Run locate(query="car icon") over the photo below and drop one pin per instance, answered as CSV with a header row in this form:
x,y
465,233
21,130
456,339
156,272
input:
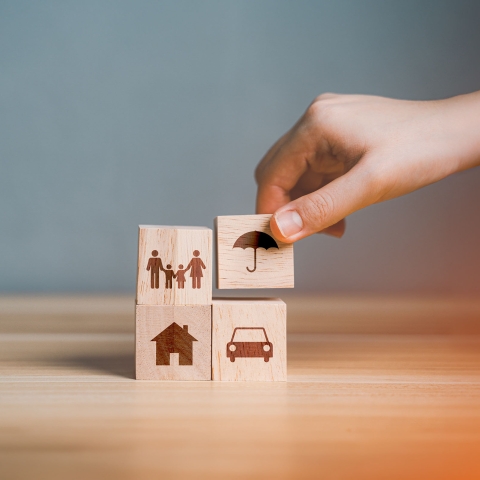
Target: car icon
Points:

# # # #

What you should do:
Output the listing exactly, without images.

Problem solution:
Run locate(query="car icon") over the photo below and drop one pin per instance, answered as CSV with a header row in this form:
x,y
465,233
21,130
456,339
156,272
input:
Target: car icon
Points:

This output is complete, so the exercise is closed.